** Tasks to carry out **
A. In the article on IVC filters, what was the 30-day mortality rate for Medicare patients who had an IVC filter?
B. Duplicate the part of the IVC filter article that opens with the words containing "Unfortunately, a new" and closes with "to avoidable deaths.".
C. Write the next part of the IVC filter article, starting after its final sentence.

** Selected extract **

Study Reveals IVC Filters May Increase Risk of Death in Elderly Patients
A pulmonary embolism occurs when a blood clot travels through the veins and reaches the lungs. IVC filters were designed to prevent this from happening. The filter sits in the inferior vena cava and catches blood clots before they have a chance to cause any significant damage.
Unfortunately, a new study reveals that IVC filters may actually increase the risk of pulmonary embolism and death in elderly patients. A device that’s supposed to help save lives is contributing to avoidable deaths.
Higher Mortality Rate in Elderly Patients With IVC Filter
The study focused on two groups of elderly patients who were hospitalized in California, Florida, and New York for acute pulmonary embolism. The first group included more than 214,000 Medicare patients, 13.4 percent of whom had an IVC filter. The second group included more than 76,000 patients, 18.2 percent of whom had an IVC filter.
Researchers compared the mortality rates of patients who’d received an IVC filter with those who hadn’t. They discovered that the 30-day mortality rate for Medicare IVC filter patients was 11.6 percent. The 30-day mortality rate for non-IVC filter Medicare patients was 9.3 percent. The same trend was discovered in the non-Medicare group.
At the conclusion of the study, the researchers expressed their concern about “the widespread use of these IVC filters.” Their analysis showed that elderly patients with an IVC filter were actually more likely to die than those patients who received a different type of treatment.
IVC Filters are FDA Cleared
You might think that a medical device has to be subjected to rigorous testing and studies before it can be implanted or used in patients. However, you’d be wrong. Class II medical devices, including IVC filters, are largely untested. Defects and dangers are only discovered after they’ve been widely used in medical procedures across the country.
How is this possible? IVC filters aren’t FDA approved. They’re FDA cleared. There’s a big difference between approval and clearance. To get FDA 510(k) clearance, IVC filter companies simply have to say that their device is substantially similar to a device that’s already on the market. It doesn’t even matter if that other device works or is safe. It’s possible for a company to rely on an existing device that’s been pulled from the market to proven to be dangerous.

Stored records
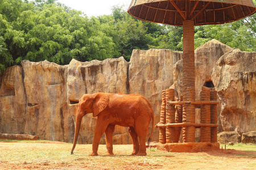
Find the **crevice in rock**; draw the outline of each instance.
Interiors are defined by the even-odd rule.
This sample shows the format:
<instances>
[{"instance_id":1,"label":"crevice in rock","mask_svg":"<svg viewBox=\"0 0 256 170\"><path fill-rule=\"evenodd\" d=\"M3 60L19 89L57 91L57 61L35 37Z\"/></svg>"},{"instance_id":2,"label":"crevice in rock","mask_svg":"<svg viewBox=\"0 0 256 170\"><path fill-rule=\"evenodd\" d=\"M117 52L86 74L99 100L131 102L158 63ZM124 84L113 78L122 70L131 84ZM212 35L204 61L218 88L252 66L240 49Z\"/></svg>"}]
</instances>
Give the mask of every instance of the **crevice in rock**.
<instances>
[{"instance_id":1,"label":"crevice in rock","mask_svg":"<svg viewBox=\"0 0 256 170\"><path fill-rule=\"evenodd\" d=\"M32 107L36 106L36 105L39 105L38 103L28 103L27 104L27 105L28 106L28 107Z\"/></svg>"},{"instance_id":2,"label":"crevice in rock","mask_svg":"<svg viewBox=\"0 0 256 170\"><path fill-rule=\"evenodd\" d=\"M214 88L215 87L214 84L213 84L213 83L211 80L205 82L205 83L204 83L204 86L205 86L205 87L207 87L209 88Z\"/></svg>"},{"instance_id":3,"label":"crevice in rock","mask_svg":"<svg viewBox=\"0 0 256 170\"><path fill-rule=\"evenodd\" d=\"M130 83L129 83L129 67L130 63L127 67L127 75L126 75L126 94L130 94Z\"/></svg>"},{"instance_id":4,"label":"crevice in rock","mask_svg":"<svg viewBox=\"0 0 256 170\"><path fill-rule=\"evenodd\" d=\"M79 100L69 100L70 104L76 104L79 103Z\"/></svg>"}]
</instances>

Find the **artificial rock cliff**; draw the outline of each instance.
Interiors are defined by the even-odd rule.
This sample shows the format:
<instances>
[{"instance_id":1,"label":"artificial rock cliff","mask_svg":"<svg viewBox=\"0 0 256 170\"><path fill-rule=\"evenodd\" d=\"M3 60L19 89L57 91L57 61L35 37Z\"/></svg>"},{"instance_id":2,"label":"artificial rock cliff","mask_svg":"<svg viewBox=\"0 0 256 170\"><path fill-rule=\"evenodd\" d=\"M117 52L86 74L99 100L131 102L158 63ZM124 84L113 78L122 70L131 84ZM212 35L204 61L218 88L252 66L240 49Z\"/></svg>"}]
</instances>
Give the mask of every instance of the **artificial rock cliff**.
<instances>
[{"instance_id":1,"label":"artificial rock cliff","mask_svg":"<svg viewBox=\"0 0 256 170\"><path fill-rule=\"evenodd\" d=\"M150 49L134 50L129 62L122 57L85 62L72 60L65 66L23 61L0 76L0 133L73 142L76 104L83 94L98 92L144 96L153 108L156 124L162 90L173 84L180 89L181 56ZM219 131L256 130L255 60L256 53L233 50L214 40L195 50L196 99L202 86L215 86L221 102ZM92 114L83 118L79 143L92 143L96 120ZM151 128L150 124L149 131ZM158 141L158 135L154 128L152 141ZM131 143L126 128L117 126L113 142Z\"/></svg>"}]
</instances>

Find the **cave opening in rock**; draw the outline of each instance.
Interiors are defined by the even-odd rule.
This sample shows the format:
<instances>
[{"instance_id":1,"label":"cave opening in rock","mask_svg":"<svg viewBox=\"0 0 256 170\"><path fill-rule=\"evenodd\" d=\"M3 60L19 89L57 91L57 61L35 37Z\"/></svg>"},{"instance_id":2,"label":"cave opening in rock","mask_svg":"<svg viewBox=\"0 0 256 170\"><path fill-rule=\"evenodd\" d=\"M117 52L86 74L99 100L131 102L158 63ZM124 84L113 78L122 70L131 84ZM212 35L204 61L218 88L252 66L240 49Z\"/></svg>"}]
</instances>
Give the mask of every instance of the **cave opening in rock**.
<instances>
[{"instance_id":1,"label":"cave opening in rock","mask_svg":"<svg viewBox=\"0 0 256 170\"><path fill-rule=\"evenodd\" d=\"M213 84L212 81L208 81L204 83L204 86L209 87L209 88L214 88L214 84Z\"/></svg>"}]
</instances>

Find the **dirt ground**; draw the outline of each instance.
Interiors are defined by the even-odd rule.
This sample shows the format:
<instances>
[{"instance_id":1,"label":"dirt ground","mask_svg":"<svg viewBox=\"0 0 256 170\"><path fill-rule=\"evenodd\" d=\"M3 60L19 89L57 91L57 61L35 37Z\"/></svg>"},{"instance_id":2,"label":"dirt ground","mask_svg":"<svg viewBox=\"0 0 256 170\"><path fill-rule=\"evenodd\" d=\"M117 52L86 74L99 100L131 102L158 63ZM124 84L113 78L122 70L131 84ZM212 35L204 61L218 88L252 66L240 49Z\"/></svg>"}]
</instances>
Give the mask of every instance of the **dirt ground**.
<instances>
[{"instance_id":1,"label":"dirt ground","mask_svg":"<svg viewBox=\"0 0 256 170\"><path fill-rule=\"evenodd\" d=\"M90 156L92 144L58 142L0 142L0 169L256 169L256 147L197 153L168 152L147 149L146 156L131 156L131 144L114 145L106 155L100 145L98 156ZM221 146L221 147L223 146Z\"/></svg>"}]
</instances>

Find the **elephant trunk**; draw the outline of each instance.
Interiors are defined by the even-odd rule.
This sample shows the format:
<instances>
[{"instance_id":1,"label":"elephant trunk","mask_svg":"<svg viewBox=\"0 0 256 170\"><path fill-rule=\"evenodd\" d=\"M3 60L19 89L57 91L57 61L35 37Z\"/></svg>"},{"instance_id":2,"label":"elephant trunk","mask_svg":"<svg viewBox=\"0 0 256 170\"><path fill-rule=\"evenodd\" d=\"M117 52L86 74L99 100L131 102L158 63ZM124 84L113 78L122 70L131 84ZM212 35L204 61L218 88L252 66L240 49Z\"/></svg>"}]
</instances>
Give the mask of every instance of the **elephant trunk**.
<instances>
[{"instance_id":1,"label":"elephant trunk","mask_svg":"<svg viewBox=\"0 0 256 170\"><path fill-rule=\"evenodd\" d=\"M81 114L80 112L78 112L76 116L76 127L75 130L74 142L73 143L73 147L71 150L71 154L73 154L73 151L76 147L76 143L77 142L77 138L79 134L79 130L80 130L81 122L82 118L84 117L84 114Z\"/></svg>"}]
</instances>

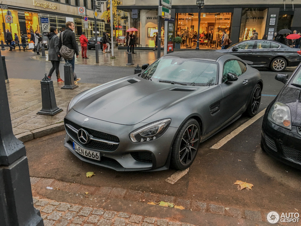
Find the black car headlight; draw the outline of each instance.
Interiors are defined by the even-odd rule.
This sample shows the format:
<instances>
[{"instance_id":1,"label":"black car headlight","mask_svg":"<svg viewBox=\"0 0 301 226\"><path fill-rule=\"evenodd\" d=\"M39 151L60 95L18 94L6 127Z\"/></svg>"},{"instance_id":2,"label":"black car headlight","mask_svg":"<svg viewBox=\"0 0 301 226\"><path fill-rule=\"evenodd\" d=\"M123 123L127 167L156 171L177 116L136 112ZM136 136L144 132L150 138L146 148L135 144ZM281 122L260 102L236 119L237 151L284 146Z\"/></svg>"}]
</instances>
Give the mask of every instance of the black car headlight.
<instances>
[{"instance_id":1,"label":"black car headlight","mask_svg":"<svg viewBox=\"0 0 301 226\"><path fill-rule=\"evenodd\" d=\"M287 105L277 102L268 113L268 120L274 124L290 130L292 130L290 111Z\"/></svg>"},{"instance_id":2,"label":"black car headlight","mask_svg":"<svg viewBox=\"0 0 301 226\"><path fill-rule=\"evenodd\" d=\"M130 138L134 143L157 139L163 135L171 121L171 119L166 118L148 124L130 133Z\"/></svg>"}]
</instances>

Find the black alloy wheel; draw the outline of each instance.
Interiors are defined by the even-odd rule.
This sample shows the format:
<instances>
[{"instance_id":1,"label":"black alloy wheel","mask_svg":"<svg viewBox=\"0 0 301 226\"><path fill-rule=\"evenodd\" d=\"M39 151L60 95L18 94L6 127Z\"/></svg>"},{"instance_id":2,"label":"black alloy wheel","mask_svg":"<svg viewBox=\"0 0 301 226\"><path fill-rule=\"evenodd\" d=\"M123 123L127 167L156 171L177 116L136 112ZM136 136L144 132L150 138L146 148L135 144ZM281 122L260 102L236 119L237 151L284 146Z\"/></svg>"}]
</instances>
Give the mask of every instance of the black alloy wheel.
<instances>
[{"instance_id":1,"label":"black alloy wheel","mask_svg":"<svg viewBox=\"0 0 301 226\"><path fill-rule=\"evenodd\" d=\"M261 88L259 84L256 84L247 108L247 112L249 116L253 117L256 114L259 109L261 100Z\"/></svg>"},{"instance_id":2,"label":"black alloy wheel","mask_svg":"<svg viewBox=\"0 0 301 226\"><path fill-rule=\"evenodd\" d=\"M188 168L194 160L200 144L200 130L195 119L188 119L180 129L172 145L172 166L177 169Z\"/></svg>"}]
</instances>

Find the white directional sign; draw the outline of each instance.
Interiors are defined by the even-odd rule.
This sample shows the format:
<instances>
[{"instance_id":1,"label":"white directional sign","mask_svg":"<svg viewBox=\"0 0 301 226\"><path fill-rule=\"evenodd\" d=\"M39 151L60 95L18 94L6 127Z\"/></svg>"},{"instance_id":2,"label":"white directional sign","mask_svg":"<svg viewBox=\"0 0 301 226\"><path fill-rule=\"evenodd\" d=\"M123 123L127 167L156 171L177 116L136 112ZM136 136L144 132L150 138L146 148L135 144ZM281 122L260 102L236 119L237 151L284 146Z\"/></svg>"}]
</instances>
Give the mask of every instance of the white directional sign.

** Answers to the problems **
A. 11.6 percent

B.
Unfortunately, a new study reveals that IVC filters may actually increase the risk of pulmonary embolism and death in elderly patients. A device that’s supposed to help save lives is contributing to avoidable deaths.

C.
State Product Liability Laws Protect Consumers
IVC filter manufacturers, including C.R. Bard and Cook Medical, are largely responsible for making sure that the medical devices they sell are safe. There’s very little oversight from the FDA, especially through the clearance process. Product liability laws exist to encourage companies to make safe products. Consumers can sue under these laws if they’re injured because of a dangerous or defective product.
In California, there are three primary ways to go about filing a product liability lawsuit. Injured consumers can recover compensation if they were injured by a product that was dangerous because of a:
Design defect
Manufacturing defect, or
Marketing defect.
Many IVC filter patients have invoked their state’s product liability protections. Thousands of IVC filter lawsuits claim that:
The devices contain a design defect, and
Device manufacturers failed to warn patients about known health risks.
Medical device manufacturers can be held strictly liable for harm caused by their defective products. Consumers don’t have to prove that a company was negligent in designing, making, or selling a device. The company is held accountable simply because its product was dangerous. Strict liability is intended to force companies to test their products thoroughly before selling them to the public.